Point annotation dataset records:
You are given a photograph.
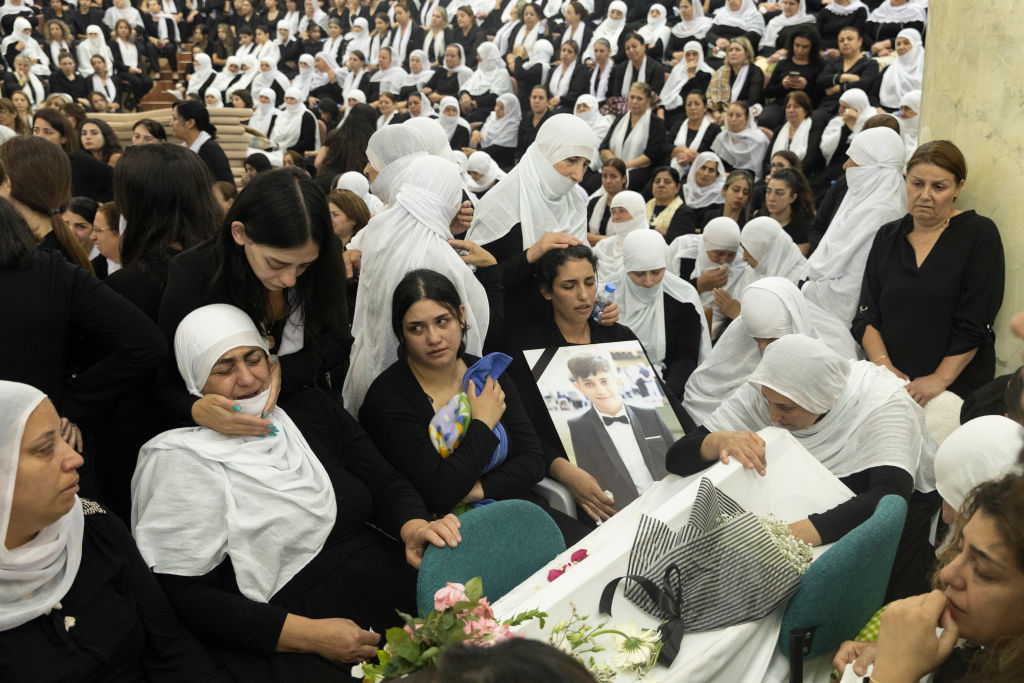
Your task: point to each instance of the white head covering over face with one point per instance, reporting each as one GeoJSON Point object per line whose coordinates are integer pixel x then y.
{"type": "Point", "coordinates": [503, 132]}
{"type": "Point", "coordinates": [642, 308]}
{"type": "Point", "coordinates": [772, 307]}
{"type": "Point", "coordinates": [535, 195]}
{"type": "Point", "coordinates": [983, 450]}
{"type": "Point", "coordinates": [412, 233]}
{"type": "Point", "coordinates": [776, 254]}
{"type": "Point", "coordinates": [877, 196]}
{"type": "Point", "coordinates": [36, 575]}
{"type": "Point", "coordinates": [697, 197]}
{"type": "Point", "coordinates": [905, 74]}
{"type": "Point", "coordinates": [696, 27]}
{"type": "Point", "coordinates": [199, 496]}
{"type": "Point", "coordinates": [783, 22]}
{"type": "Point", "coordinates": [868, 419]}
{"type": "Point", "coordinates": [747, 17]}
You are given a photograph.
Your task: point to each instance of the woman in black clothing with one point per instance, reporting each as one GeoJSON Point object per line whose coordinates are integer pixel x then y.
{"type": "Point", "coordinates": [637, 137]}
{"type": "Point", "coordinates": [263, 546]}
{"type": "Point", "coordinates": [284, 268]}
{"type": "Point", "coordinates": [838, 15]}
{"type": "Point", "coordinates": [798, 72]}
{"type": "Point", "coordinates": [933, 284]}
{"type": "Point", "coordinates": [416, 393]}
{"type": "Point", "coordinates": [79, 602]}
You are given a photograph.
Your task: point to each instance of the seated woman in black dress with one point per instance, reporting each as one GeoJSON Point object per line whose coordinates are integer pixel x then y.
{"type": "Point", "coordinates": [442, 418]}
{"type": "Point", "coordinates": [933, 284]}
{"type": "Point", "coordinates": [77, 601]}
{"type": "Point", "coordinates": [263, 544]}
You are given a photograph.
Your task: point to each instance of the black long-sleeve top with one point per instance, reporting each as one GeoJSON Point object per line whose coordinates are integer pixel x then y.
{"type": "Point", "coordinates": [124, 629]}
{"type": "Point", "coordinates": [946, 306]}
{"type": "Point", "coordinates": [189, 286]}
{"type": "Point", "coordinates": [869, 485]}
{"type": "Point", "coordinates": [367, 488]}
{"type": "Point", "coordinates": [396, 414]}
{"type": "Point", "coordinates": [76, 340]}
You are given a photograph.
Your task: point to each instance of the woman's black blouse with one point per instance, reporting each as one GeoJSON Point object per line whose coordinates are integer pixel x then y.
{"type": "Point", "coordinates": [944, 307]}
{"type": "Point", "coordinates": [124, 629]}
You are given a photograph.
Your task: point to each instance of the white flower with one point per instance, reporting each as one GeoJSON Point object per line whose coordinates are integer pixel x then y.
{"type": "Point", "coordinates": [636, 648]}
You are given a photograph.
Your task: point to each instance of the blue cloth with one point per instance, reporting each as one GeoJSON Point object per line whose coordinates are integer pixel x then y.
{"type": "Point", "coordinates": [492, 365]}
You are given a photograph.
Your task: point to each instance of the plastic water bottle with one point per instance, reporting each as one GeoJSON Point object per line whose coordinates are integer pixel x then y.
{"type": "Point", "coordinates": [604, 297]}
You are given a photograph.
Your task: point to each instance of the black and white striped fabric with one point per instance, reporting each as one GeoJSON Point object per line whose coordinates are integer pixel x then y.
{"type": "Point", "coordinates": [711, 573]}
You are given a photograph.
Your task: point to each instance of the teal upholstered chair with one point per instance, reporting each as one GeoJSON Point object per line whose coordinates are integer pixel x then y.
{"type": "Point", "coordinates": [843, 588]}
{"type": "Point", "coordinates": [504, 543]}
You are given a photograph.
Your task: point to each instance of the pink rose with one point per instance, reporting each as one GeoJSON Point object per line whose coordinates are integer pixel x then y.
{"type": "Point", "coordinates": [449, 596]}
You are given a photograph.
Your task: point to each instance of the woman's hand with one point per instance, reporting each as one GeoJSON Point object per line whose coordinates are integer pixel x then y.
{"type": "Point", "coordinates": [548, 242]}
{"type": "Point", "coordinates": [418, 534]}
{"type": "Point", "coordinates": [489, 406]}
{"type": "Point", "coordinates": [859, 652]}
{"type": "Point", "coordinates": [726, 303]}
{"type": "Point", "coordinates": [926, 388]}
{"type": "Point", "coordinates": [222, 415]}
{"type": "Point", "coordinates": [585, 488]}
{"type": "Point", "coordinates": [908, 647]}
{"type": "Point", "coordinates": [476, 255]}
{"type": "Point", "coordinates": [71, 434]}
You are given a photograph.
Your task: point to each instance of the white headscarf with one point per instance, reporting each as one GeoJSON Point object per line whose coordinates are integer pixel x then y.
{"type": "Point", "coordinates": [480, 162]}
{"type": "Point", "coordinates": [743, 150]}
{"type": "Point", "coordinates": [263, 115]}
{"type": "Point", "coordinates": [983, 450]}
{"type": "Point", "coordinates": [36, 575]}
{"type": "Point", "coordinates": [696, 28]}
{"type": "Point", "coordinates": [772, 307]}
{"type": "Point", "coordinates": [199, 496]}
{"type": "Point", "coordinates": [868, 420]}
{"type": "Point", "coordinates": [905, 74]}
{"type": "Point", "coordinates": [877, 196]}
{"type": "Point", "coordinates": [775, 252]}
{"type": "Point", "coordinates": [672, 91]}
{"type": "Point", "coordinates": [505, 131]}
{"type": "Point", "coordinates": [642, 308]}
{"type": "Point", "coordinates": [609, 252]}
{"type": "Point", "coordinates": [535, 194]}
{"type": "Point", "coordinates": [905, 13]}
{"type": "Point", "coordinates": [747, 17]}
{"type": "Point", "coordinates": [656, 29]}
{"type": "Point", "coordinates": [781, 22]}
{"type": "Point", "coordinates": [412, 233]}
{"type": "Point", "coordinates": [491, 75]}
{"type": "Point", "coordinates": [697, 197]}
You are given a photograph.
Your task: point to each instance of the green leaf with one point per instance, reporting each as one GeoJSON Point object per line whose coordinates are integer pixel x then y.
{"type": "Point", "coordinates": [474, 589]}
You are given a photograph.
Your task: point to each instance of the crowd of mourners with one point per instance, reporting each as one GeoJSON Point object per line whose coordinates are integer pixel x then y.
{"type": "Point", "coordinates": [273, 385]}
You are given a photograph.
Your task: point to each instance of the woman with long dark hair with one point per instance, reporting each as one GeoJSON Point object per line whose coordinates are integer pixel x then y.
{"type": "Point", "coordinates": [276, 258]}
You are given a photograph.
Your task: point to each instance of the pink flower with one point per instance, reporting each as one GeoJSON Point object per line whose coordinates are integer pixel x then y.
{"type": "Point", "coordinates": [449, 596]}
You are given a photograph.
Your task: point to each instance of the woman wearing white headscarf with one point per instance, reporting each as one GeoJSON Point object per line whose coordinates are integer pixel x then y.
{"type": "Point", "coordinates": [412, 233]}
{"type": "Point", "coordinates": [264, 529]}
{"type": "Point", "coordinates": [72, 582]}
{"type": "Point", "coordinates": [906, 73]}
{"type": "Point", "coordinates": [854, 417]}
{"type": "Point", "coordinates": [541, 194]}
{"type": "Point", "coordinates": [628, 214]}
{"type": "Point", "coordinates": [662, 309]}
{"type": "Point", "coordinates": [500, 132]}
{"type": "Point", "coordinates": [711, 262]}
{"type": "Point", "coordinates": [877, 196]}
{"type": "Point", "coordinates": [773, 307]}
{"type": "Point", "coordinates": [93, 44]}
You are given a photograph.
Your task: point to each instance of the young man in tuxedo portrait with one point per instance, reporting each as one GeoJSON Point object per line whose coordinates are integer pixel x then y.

* * *

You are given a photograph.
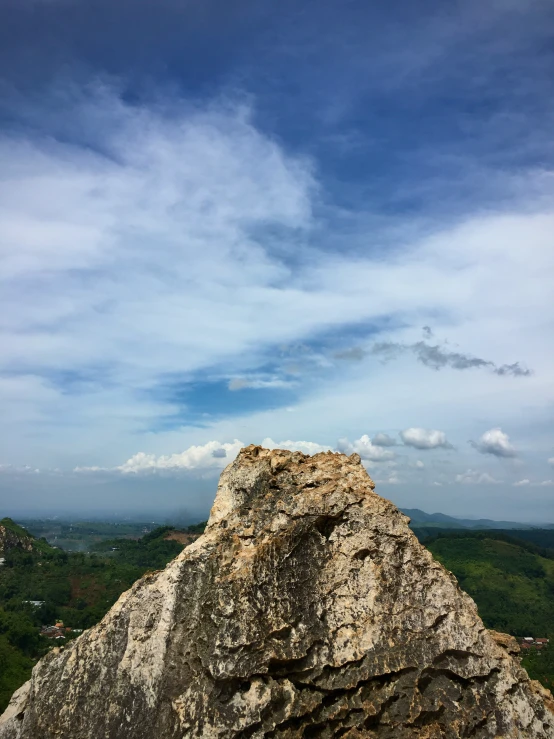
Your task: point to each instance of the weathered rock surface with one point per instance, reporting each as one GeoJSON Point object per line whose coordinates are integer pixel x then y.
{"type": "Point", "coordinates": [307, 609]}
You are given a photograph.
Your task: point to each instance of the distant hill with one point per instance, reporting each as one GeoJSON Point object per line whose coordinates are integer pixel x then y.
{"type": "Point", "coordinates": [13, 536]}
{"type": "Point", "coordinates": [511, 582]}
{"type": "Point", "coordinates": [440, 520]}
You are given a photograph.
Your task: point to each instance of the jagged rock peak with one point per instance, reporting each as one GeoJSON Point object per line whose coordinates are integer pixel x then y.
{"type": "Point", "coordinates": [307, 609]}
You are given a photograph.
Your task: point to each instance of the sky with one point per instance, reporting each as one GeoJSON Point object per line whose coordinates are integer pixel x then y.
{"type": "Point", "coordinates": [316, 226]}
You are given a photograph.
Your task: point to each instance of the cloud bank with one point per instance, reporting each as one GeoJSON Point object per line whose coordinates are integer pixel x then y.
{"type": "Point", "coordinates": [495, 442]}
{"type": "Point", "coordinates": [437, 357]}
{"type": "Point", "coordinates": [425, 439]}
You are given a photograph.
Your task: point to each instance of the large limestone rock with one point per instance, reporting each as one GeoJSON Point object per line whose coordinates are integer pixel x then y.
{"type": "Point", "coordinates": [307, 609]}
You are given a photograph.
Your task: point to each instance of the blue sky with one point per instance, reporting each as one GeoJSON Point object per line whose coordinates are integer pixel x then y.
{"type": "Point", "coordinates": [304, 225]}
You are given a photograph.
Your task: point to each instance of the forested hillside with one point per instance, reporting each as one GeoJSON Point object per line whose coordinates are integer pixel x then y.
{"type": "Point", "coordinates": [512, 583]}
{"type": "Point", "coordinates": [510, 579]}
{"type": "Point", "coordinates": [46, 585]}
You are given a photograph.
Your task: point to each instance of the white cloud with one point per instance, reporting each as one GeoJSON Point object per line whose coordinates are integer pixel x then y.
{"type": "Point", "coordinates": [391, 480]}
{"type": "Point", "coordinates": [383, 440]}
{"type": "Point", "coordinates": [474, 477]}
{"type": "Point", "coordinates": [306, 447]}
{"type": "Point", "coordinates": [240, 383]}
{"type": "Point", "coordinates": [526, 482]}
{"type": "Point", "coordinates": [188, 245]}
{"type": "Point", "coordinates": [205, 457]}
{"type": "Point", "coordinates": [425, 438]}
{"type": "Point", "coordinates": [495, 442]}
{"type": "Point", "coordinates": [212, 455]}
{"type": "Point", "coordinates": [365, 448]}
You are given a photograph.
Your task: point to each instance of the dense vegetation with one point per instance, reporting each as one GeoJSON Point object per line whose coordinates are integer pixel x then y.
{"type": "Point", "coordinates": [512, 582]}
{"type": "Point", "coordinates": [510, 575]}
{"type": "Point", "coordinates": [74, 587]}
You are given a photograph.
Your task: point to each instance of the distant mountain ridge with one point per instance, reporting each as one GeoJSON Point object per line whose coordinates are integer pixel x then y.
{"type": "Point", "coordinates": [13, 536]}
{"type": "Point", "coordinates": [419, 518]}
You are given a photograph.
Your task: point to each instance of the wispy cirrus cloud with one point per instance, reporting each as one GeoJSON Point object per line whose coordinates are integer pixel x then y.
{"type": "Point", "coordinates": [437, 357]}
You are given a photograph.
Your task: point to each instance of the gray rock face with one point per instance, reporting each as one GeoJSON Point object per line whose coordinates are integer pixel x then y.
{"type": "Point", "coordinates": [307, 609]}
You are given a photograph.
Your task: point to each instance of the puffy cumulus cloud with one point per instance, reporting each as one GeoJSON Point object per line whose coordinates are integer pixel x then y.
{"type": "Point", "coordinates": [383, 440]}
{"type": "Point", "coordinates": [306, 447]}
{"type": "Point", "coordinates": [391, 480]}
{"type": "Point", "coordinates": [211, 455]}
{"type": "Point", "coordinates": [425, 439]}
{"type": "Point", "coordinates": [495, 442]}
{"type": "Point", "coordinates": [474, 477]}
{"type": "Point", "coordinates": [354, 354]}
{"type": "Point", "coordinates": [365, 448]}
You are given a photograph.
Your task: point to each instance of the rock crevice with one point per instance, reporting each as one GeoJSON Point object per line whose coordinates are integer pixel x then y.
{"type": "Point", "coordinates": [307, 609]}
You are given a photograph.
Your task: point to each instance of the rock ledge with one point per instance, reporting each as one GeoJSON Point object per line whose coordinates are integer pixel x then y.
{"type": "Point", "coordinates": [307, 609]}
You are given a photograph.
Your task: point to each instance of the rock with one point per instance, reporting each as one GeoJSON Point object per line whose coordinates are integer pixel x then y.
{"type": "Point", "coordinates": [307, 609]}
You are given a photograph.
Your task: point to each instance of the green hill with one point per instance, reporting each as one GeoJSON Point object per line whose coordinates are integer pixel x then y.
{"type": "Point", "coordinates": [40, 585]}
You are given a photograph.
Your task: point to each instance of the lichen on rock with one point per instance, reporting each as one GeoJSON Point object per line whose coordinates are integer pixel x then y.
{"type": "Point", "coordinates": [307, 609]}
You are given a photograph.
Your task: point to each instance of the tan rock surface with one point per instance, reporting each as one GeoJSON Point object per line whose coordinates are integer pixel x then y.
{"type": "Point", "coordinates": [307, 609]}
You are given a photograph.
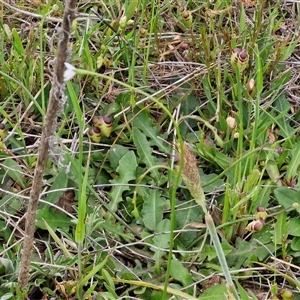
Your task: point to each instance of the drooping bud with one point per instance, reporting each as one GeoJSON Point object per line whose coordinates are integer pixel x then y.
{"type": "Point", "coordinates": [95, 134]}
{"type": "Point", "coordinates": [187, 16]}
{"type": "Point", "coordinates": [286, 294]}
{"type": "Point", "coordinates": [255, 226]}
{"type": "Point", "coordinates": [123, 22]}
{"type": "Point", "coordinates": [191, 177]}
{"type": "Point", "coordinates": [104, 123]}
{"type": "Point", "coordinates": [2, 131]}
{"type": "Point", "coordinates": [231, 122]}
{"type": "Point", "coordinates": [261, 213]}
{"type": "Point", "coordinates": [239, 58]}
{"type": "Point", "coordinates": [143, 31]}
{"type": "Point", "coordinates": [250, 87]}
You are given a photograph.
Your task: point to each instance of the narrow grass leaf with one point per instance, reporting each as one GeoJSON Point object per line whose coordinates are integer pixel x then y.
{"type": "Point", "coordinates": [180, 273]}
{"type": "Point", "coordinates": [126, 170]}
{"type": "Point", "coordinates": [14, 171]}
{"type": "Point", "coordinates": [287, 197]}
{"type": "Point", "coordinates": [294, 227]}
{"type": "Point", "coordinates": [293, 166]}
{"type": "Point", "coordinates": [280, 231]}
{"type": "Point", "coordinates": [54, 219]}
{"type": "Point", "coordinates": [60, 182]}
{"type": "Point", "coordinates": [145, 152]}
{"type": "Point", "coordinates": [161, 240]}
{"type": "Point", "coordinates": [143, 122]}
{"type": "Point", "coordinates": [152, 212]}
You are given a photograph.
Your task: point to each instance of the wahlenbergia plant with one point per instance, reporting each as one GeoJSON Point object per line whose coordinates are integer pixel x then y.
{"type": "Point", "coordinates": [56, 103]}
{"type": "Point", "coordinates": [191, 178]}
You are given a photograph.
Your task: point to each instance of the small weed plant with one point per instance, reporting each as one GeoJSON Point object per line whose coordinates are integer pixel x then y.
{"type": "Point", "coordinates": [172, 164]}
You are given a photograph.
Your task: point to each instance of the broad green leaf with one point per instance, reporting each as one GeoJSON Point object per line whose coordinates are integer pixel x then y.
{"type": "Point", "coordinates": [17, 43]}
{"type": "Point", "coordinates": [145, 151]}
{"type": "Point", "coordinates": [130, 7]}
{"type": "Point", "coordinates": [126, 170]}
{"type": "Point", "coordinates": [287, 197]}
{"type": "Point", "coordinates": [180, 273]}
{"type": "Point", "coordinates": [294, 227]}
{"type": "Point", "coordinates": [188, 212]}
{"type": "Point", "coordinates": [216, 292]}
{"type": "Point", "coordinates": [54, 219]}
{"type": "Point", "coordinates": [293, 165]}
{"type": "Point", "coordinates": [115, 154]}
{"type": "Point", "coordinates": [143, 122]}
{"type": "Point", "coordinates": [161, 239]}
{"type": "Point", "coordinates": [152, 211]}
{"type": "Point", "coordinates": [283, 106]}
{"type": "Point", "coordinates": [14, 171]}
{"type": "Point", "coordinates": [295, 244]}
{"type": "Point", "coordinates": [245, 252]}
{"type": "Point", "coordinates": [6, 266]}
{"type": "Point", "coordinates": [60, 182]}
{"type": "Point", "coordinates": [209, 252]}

> WRITTEN REQUEST: Extract each line of the data above that contains the string "blue". Case counts.

> WRITTEN ANSWER:
Your task: point to each instance of the blue cloth with one point per instance, reporting each as one GeoJSON Point object per line whose coordinates are integer pixel x then y.
Your task: point to each instance of the blue sky with one point per instance, reporting each as one GeoJSON Point object per line whose coordinates are integer pixel x then y.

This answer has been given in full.